>> BEGIN Provided records

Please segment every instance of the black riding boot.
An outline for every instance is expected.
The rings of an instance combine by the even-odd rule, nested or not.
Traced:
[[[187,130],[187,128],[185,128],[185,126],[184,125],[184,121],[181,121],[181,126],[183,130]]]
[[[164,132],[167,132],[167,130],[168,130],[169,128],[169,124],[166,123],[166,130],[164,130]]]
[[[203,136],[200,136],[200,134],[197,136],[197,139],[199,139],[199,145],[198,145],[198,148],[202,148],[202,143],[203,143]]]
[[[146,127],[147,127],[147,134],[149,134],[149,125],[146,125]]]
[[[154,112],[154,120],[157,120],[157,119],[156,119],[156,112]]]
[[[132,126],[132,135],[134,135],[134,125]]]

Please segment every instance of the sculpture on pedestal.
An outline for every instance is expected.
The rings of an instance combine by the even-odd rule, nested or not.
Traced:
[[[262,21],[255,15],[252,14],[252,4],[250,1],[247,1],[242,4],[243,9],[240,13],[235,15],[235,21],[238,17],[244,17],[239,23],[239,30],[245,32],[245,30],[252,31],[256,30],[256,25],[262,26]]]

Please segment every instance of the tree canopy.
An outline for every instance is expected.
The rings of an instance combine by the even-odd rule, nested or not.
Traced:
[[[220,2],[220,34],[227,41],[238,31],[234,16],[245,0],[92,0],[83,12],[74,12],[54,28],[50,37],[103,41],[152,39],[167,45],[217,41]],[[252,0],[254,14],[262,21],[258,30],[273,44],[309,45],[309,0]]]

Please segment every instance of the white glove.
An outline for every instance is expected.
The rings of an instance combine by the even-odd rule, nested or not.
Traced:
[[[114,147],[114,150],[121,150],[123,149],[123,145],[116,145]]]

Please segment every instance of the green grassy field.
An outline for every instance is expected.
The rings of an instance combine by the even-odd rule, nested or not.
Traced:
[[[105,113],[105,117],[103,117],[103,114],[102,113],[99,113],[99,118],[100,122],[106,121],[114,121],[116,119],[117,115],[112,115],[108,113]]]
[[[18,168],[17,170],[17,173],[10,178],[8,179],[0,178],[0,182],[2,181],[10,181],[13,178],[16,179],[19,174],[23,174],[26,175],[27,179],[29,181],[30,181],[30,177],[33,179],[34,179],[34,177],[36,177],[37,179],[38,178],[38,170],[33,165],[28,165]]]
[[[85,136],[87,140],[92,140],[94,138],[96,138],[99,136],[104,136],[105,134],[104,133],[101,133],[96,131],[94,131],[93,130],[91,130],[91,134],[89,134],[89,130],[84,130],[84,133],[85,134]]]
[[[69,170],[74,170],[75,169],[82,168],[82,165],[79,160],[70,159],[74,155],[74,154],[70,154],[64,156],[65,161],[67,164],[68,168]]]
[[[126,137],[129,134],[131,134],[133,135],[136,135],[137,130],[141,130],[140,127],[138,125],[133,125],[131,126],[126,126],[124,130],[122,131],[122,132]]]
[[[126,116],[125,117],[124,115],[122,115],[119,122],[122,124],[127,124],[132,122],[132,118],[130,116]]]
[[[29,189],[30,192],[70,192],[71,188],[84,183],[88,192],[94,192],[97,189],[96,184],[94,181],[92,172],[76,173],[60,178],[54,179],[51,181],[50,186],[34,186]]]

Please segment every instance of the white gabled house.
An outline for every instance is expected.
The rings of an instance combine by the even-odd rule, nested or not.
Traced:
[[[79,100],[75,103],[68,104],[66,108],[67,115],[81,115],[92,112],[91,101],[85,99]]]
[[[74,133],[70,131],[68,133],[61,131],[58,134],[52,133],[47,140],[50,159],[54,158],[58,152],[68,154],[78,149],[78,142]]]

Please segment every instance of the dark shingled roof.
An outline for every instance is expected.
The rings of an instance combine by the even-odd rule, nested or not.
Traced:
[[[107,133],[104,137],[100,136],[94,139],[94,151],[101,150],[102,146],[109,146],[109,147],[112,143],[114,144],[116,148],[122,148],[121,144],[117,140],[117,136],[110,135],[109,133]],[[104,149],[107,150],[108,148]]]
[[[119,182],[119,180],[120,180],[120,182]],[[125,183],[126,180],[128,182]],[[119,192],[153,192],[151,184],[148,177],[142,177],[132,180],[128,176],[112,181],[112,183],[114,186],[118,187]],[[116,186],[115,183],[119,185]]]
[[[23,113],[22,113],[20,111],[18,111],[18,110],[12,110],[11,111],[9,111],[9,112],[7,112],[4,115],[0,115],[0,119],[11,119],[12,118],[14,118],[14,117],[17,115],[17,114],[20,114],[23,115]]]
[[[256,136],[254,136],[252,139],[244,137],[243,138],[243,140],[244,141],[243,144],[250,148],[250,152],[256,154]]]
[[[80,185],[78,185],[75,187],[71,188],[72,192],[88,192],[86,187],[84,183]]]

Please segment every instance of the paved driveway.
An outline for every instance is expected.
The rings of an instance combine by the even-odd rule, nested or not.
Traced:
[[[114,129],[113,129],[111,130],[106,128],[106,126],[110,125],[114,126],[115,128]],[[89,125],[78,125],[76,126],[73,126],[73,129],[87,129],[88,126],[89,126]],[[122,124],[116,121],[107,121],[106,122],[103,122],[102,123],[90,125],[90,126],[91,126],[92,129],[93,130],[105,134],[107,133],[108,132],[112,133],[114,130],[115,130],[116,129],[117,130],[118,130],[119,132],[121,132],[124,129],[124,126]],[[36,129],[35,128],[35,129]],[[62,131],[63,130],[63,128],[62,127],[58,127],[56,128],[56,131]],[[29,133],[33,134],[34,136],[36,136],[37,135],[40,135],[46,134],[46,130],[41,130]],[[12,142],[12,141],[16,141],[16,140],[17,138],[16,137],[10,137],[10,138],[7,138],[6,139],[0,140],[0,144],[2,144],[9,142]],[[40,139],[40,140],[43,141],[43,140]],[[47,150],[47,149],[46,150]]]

>> END Provided records

■ Written exercise: Copy exactly the lines of the listing above, beginning at the line with "Please segment every instance of the dark" and ending at its final line; write out nothing else.

■ Output for this task:
Please segment every instance of the dark shingled roof.
An outline for every instance is expected.
The rings of an instance combine by the even-odd rule, nested or not.
Traced:
[[[107,133],[104,137],[100,136],[94,139],[94,151],[101,150],[102,146],[109,146],[109,147],[112,143],[114,144],[116,148],[122,148],[121,144],[117,140],[117,136],[110,135],[109,133]],[[104,149],[107,150],[108,148]]]
[[[119,182],[119,180],[120,180],[120,182]],[[125,183],[126,180],[128,182]],[[119,192],[153,192],[151,184],[148,177],[142,177],[132,180],[128,176],[112,181],[112,183],[114,186],[118,187]],[[116,186],[115,183],[119,185]]]
[[[23,113],[22,113],[20,111],[18,111],[18,110],[12,110],[11,111],[9,111],[9,112],[7,112],[4,115],[0,115],[0,119],[11,119],[12,118],[14,118],[14,117],[17,115],[17,114],[20,114],[23,115]]]
[[[256,136],[254,136],[252,139],[244,137],[243,138],[243,140],[244,141],[243,144],[250,148],[250,152],[256,154]]]
[[[80,185],[78,185],[75,187],[71,188],[72,192],[88,192],[86,187],[84,183]]]

Please segment every instance of the paved driveway.
An outline for every instance is expected.
The rings of an instance combine by the even-odd rule, nested or not.
Traced:
[[[114,129],[113,129],[111,130],[106,128],[106,126],[110,125],[114,126],[115,128]],[[89,125],[78,125],[76,126],[73,126],[73,129],[87,129],[88,126],[89,126]],[[122,124],[116,121],[107,121],[106,122],[103,122],[102,123],[90,125],[90,126],[91,126],[92,129],[93,130],[105,134],[107,133],[108,132],[112,133],[114,130],[115,130],[116,129],[117,130],[118,130],[119,132],[121,132],[124,129],[124,126]],[[36,129],[35,128],[35,129]],[[62,131],[63,130],[63,128],[62,127],[58,127],[56,128],[56,131]],[[29,133],[33,134],[34,136],[36,136],[37,135],[40,135],[46,134],[46,130],[41,130]],[[12,142],[12,141],[16,141],[16,140],[17,138],[16,137],[10,137],[10,138],[7,138],[6,139],[0,140],[0,144],[2,144],[9,142]],[[40,139],[40,140],[43,141],[43,140]],[[47,150],[47,149],[46,150]]]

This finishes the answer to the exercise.